Data listing.
# # # #

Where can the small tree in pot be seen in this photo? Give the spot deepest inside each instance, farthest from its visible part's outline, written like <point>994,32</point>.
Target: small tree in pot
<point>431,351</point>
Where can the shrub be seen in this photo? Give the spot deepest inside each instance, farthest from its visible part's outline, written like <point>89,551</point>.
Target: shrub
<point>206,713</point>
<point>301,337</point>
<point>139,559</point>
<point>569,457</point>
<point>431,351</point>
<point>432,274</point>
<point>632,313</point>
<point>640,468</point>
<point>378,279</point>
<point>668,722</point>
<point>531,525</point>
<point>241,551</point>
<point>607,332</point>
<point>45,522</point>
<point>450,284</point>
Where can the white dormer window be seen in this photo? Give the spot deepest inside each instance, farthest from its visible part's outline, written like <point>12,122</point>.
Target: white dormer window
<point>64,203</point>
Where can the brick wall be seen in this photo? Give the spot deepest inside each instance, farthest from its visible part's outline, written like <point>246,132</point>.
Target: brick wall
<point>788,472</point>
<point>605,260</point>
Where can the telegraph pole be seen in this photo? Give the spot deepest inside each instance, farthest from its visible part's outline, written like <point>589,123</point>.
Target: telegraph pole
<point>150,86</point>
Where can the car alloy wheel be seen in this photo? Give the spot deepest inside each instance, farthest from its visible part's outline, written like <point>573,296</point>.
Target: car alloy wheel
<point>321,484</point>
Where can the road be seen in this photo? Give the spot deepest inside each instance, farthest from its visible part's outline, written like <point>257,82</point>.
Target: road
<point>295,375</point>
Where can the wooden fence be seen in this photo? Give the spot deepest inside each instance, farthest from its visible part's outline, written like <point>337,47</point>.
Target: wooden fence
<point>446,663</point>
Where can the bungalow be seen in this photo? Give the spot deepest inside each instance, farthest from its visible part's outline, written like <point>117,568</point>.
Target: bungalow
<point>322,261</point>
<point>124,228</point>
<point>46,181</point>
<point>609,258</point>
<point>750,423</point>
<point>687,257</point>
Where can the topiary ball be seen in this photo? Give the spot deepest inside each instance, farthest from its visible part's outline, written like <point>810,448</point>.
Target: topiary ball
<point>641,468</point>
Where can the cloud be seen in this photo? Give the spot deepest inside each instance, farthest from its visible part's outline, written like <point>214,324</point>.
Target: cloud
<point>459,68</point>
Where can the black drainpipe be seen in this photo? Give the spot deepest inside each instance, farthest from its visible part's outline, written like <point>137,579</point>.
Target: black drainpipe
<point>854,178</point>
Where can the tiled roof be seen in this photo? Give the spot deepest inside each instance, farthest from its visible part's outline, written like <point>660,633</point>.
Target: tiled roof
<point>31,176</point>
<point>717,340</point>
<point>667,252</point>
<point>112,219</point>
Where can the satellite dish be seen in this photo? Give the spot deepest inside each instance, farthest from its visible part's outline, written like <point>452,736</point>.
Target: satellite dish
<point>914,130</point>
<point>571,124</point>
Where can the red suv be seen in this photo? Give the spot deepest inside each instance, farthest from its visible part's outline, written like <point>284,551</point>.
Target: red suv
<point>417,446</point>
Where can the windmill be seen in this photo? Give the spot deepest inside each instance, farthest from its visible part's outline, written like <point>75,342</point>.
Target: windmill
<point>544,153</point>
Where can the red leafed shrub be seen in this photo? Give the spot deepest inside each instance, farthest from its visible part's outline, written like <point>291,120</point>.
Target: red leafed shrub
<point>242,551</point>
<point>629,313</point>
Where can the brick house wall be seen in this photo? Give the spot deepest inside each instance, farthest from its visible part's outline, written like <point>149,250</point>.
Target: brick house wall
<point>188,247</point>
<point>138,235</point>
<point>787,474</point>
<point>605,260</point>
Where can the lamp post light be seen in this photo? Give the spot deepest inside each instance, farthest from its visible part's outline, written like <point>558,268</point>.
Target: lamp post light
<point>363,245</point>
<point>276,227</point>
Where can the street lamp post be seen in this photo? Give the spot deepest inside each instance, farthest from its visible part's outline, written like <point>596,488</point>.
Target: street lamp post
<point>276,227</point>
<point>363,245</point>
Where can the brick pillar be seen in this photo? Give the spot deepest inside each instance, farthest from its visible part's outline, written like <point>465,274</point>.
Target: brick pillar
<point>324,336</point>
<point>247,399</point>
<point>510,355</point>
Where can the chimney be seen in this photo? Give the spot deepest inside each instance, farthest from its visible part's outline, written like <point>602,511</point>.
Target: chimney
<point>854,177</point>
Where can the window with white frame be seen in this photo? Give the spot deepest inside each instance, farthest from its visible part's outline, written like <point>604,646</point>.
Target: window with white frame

# # # #

What you need to do.
Repeat the data above in full, word for word.

Exercise solution.
Where can the small tree in pot be seen in this photo? Give the spot deepest inside each instance, farthest from its visible part's outline, written like <point>994,32</point>.
Target: small tree in pot
<point>431,351</point>
Where can the shrub be seen in this photo? Give the spot deepest inside each instance, farthest from its visible part's outline, written like <point>89,551</point>.
Target: shrub
<point>206,713</point>
<point>301,337</point>
<point>139,559</point>
<point>569,457</point>
<point>431,351</point>
<point>432,274</point>
<point>632,313</point>
<point>640,468</point>
<point>378,279</point>
<point>668,722</point>
<point>531,525</point>
<point>241,551</point>
<point>607,332</point>
<point>45,522</point>
<point>450,284</point>
Where can the white dormer window be seen in this photo? Give the spot deepest inside each instance, farthest from its visible part's outline, written like <point>12,122</point>.
Target: white dormer window
<point>64,203</point>
Where can the brick wall be seen in this photo? Give the spot deepest inside each instance, farthest from its visible part's outline, written like <point>246,132</point>.
Target: brick wall
<point>788,472</point>
<point>605,260</point>
Where can the telegraph pole be seen in this photo? Give the spot deepest inside each instance, farthest from its visible part's outline, written like <point>589,123</point>.
Target: telegraph pole
<point>150,86</point>
Where can the car alloy wheel be seen in this photo? Give the spot deepest inside each instance, farthest from its visible part's outline, written like <point>573,296</point>.
Target: car alloy wheel
<point>321,484</point>
Where can the road be seen in this photo? Give the spot deepest inside each instance, farthest from its visible part's outline, written like <point>257,82</point>.
Target: road
<point>295,375</point>
Where can the wooden fence be seen in this photo? Give the spot deepest inside each instance, farthest from its visible part's outline, written like <point>337,47</point>.
Target: wooden fence
<point>446,663</point>
Where can the bungalow be seen in this photo? Give the spot deepest inside each instance, farthest from its visible part's outline, written like <point>117,568</point>.
Target: bungalow
<point>322,261</point>
<point>124,228</point>
<point>46,181</point>
<point>609,258</point>
<point>750,423</point>
<point>687,257</point>
Where can the topiary ball be seen in this photo? Give the spot deepest inside each instance, farthest from its visible part's outline, written like <point>810,448</point>.
Target: topiary ball
<point>641,468</point>
Where can the cloud be seen in this photo? Give the spot deepest inside each instance, farthest from its visible part's outline, written like <point>214,324</point>.
Target: cloud
<point>459,68</point>
Where can the black drainpipe be seen in this photo? Give the spot deepest inside each instance, farthest from its visible part's outline, written like <point>137,579</point>.
Target: black drainpipe
<point>854,178</point>
Where can the tiled roof be seen in this photo? Give the spot deepest inside each instance, farthest from its visible part's outline, written like <point>660,633</point>.
Target: tiled roof
<point>31,176</point>
<point>717,340</point>
<point>667,252</point>
<point>112,219</point>
Where can the satellite dish be seen in this photo? Give the spot deepest inside each instance, farthest from its visible part's outline, written like <point>452,736</point>.
Target: satellite dish
<point>914,130</point>
<point>571,124</point>
Where can the red suv be seen in this photo? Give the spot deepest inside each instance, farthest from its visible part's outline, written like <point>284,551</point>.
Target: red suv
<point>417,446</point>
Where can the windmill be seen in this photo? Give the spot deepest inside each instance, farthest from its visible part's outline, written like <point>75,342</point>.
Target: windmill
<point>544,153</point>
Where can the red leafed shrub be seen in this photo? Give the spot deepest inside each instance, farthest from its visible part's outline, written like <point>291,120</point>.
Target: red leafed shrub
<point>242,551</point>
<point>629,313</point>
Where can the brick house wall be seen in this photo? Give the spot deepest inside each instance, farthest from its visible part's outline, written like <point>149,250</point>.
Target: brick house wall
<point>188,247</point>
<point>138,235</point>
<point>787,474</point>
<point>605,260</point>
Where can the lamp post light be seen in this photo? Give the spot deepest inside each instance, farthest from its visible part's outline, written like <point>558,268</point>.
Target: lamp post light
<point>363,245</point>
<point>276,227</point>
Where can the street lamp post be seen in this photo? Give the spot deepest inside each instance, farthest from its visible part's outline, written like <point>596,488</point>.
Target: street lamp post
<point>276,227</point>
<point>363,245</point>
Where can the brick pillar be seen in this photo? Give the spot deepest inside each instance, farthest from its visible part's outline, written like <point>465,274</point>.
Target: brick pillar
<point>324,336</point>
<point>247,399</point>
<point>510,355</point>
Where can the chimney be seen in this photo? Give the spot deepest inside each instance, farthest from its visible part's outline, written like <point>602,511</point>.
Target: chimney
<point>854,177</point>
Where can the window with white frame be seen in this photo? Give the spot deepest inside each instance, farthest from its visible part's outline, written like <point>604,646</point>.
Target: window with white frame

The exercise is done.